(Exercise instructions): Extract each line from the rows below that contains the string "white", copying it in full. Case counts when matching.

(Given records):
┄┄┄┄┄┄┄┄┄┄┄┄┄┄┄┄┄┄┄┄

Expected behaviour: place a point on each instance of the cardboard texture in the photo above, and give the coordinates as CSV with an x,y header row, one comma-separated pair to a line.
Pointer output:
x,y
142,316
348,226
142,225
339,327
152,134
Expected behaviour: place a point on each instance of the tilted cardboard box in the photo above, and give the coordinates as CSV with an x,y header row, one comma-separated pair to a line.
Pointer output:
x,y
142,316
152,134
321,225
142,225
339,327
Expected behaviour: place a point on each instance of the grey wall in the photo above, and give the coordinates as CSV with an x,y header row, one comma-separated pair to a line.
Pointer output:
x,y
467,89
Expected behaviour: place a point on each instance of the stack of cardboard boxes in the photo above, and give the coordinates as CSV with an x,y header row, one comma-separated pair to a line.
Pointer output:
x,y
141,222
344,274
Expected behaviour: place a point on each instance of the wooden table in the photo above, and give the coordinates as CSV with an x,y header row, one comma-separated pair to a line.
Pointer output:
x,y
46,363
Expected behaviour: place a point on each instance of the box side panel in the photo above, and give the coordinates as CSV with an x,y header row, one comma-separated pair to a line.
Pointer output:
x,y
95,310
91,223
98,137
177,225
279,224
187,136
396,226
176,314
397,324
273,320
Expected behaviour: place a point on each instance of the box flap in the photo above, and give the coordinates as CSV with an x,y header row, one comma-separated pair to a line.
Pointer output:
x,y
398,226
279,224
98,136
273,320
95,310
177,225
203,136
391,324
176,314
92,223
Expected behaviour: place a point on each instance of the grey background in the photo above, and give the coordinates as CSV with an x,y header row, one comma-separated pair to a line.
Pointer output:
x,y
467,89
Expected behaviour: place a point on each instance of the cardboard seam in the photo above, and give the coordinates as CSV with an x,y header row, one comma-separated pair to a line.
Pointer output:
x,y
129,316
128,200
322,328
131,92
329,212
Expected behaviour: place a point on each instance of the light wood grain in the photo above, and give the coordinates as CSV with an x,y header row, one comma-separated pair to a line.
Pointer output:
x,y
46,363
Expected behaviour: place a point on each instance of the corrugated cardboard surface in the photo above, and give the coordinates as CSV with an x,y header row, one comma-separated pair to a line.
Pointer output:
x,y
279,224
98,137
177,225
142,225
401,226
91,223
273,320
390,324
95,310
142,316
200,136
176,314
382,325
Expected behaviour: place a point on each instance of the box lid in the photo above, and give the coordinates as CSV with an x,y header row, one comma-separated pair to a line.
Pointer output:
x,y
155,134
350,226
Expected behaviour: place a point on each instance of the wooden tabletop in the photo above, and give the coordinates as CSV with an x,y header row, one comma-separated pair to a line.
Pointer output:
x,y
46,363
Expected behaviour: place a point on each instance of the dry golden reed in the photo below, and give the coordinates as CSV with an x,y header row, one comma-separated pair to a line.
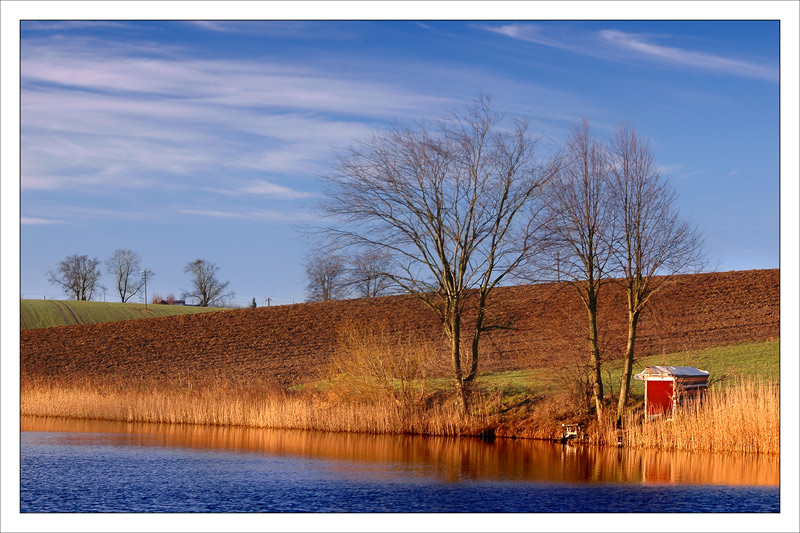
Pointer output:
x,y
741,418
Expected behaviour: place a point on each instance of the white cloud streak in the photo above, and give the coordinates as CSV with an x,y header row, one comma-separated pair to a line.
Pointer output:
x,y
32,221
94,118
614,45
262,215
690,58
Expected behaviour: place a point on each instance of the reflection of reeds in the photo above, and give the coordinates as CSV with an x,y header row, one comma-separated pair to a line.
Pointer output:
x,y
743,418
231,404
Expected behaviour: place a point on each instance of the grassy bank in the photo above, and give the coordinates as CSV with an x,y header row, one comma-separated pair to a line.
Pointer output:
x,y
391,392
36,314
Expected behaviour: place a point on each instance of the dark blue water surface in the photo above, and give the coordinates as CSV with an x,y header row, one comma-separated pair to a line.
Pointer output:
x,y
114,472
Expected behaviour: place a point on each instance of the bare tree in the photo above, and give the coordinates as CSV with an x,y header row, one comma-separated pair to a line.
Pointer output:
x,y
125,266
206,288
326,275
78,276
581,229
454,205
367,274
654,242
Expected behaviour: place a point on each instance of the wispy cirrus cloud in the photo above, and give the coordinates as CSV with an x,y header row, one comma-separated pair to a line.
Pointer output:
x,y
263,188
261,215
98,117
32,221
702,60
614,45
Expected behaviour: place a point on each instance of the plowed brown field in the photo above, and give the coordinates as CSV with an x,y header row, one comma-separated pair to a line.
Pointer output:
x,y
288,343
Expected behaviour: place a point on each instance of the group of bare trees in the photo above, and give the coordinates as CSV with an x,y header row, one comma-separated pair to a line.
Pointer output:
x,y
458,206
79,278
613,217
332,276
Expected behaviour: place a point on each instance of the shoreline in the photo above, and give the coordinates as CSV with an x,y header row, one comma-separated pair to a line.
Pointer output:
x,y
270,408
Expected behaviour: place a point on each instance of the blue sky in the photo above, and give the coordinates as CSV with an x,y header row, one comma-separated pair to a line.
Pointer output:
x,y
186,140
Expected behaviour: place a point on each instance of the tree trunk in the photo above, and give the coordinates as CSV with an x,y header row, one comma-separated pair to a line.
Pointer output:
x,y
625,383
454,332
597,379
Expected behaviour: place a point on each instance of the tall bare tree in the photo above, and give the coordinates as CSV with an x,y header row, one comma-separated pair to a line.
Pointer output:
x,y
654,242
455,205
125,266
326,274
581,228
78,276
206,288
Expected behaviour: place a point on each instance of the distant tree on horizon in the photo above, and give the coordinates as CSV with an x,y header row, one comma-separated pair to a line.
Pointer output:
x,y
326,275
78,276
206,288
125,266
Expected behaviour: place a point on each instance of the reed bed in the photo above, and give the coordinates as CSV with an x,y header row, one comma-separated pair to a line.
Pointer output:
x,y
258,406
738,419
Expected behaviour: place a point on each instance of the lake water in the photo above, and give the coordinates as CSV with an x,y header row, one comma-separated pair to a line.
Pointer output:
x,y
79,466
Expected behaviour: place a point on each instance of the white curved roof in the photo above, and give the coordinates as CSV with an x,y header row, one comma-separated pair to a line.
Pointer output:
x,y
676,371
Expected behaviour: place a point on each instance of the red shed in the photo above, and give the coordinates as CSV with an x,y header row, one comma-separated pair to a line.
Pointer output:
x,y
666,387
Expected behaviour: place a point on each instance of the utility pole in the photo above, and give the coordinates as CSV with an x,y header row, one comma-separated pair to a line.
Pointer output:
x,y
145,274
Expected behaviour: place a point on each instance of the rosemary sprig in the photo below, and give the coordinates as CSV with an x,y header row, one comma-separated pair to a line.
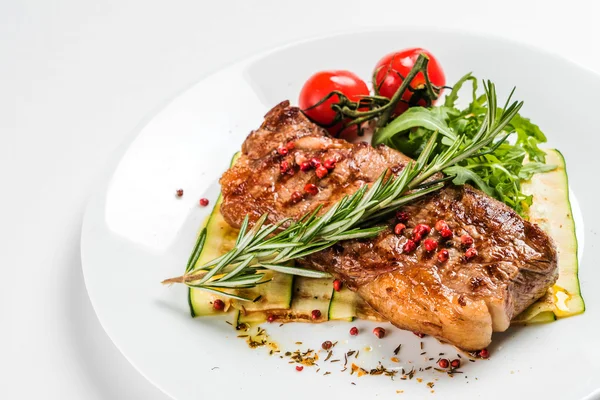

┄┄┄┄┄┄┄┄┄┄┄┄┄┄┄┄┄┄┄┄

(In response):
Expected behaviour: place a point on each instance of the white cloud streak in the photo above, and give the coordinates as CSV with an x,y header row, one comma-separated pair to a line.
Expected behaviour: place a point on each instance of the white curved roof in the photo above, and give the coordinates as CSV with an x,y header row, one comma-separated pair to a line.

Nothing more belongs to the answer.